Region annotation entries

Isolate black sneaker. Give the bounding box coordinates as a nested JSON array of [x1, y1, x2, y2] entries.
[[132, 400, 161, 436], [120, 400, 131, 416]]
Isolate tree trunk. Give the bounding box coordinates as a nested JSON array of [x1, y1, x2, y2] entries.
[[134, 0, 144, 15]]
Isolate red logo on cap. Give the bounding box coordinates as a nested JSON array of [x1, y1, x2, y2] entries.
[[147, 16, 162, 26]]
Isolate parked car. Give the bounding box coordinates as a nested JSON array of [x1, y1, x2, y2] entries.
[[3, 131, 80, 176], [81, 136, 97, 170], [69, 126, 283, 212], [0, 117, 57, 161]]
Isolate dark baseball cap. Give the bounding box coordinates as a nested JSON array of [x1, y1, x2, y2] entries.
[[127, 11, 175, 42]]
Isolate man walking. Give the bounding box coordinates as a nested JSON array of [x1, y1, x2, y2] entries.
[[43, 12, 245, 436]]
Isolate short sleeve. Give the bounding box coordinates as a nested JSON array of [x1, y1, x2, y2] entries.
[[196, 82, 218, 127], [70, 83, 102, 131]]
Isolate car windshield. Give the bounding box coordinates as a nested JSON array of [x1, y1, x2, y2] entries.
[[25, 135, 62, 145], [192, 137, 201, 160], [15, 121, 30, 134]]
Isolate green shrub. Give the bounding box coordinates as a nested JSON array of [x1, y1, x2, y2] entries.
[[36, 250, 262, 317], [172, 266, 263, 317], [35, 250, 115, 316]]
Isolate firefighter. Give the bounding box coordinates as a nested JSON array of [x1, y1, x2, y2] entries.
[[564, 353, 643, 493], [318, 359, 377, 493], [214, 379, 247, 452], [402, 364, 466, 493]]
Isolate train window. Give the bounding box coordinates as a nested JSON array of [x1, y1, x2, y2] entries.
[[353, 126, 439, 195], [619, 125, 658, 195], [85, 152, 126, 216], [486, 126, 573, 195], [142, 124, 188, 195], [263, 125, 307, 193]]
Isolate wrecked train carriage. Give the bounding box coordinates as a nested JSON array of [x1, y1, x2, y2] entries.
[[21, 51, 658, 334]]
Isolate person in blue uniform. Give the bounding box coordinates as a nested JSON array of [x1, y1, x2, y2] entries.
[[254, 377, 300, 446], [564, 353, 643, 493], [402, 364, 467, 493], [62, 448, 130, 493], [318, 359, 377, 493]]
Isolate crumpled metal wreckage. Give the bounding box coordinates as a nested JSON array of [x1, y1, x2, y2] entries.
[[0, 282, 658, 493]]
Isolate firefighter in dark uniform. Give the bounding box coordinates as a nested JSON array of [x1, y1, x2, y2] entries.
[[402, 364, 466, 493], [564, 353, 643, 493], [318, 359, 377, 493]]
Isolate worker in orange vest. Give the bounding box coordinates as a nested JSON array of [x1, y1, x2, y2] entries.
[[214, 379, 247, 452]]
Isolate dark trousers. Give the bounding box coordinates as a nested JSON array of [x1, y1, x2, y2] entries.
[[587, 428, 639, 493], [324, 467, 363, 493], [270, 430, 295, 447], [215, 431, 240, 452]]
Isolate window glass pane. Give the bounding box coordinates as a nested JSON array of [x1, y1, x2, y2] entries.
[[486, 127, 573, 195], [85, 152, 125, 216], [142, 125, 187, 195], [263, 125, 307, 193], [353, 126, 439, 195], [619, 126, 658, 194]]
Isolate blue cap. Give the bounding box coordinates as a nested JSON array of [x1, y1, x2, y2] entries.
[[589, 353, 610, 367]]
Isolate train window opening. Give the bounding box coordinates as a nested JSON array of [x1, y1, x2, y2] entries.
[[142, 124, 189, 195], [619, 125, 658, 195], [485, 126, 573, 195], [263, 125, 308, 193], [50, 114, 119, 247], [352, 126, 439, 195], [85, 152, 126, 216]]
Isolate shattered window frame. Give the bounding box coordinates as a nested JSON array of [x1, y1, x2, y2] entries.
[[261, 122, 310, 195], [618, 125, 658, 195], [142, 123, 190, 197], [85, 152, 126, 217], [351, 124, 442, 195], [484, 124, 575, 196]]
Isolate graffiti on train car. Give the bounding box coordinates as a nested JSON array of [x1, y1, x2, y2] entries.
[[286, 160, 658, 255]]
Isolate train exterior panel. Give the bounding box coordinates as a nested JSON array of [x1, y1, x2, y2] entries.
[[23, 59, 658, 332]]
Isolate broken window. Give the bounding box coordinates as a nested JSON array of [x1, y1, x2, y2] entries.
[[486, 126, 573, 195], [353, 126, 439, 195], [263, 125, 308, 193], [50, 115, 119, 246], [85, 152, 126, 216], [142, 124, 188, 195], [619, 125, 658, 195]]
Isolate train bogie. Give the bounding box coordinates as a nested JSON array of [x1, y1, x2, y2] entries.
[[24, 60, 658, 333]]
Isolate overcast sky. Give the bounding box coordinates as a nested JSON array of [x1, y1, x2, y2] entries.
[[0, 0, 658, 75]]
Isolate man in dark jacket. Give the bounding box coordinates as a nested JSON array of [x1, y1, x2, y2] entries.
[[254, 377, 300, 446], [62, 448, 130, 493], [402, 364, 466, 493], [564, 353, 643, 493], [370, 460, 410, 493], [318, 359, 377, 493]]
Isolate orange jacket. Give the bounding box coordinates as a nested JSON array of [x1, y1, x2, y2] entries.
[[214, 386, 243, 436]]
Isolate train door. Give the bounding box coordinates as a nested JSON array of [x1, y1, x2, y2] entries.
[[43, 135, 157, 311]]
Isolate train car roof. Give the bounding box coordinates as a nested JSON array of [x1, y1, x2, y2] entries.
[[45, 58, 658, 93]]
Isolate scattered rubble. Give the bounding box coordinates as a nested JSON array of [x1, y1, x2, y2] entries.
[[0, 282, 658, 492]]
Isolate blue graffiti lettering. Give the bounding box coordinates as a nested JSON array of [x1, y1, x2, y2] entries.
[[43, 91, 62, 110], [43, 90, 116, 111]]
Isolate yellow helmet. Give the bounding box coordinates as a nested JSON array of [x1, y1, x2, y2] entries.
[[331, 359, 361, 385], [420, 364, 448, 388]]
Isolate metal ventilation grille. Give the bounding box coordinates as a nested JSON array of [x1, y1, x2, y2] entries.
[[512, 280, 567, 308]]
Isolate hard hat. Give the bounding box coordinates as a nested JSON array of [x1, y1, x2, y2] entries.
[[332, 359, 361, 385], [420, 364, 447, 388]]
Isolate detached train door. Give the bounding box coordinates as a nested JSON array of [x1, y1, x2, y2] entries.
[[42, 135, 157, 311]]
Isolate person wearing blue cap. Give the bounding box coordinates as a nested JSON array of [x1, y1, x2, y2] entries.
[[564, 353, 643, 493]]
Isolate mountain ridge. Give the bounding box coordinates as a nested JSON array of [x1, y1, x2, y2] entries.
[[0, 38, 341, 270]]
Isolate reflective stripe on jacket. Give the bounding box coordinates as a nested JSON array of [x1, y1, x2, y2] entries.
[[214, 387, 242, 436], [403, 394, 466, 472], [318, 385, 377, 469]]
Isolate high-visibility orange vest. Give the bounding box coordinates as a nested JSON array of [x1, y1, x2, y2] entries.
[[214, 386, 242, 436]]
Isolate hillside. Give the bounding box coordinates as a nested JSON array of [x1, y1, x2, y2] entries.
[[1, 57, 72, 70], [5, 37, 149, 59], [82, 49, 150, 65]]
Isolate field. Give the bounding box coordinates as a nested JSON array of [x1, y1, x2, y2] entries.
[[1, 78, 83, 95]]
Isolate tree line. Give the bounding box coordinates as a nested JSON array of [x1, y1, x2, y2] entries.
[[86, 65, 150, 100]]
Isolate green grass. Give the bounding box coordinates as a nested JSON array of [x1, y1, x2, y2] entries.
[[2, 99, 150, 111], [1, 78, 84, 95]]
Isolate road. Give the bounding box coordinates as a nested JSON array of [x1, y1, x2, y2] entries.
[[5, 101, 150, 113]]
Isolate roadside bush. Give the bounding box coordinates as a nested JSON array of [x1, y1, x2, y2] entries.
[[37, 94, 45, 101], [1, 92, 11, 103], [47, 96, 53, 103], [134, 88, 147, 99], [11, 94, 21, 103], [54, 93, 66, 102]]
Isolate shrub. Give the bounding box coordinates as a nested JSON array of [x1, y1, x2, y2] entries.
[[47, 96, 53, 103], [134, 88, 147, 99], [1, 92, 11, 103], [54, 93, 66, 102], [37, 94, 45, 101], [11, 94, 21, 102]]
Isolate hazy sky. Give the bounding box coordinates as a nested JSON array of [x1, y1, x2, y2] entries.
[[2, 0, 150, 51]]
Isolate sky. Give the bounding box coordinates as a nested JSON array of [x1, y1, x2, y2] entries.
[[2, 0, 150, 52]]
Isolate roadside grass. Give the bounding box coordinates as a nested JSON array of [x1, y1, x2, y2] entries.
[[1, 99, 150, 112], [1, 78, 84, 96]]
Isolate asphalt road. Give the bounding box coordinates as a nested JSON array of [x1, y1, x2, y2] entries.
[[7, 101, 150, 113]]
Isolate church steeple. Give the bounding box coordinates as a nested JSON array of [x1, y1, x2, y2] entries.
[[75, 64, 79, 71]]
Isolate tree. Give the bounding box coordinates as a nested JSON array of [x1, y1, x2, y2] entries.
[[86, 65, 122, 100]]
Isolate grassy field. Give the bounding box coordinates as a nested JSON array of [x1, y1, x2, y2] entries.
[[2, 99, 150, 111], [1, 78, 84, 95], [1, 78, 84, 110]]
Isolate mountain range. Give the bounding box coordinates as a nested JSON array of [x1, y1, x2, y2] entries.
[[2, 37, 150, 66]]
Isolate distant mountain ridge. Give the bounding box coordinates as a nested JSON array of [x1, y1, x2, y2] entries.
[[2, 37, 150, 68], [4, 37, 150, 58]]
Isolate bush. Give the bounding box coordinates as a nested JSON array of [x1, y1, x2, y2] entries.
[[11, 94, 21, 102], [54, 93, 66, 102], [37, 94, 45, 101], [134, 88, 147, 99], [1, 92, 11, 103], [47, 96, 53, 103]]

- **Task objective**
Format the entries above as a Markdown table with the columns Row and Content. Begin with the line containing "Isolate field. Give", continue through the line containing "94, 21, 102]]", and omit blank lines.

- **Written answer**
| Row | Content |
|---|---|
| 1 | Isolate field. Give the bounding box coordinates as a nested JSON array of [x1, y1, x2, y2] entries. |
| 2 | [[1, 78, 83, 95]] |
| 3 | Isolate tree line. Give the bounding box coordinates as a nested JSON array of [x1, y1, x2, y2] entries. |
| 4 | [[86, 65, 150, 100]] |
| 5 | Isolate green grass. Give the bounding box coordinates as a nested JSON array of [x1, y1, x2, y2] entries. |
| 6 | [[2, 99, 150, 111], [1, 78, 84, 95]] |
| 7 | Isolate road. Give the bounding box coordinates as a nested JSON array of [x1, y1, x2, y2] entries. |
| 8 | [[5, 101, 150, 113]] |
| 9 | Isolate roadside bush. Give the bounding box coordinates as a nested JSON array of [x1, y1, x2, y2] entries. |
| 10 | [[37, 94, 45, 101], [1, 92, 11, 103], [47, 96, 53, 103], [134, 88, 147, 99], [11, 94, 21, 103], [54, 93, 66, 102]] |
| 11 | Isolate shrub. Give the bounding box coordinates as a nested JSON array of [x1, y1, x2, y2] entries. |
| 12 | [[47, 96, 53, 103], [134, 88, 147, 99], [1, 92, 11, 103], [54, 93, 66, 102], [37, 94, 45, 101], [11, 94, 21, 102]] |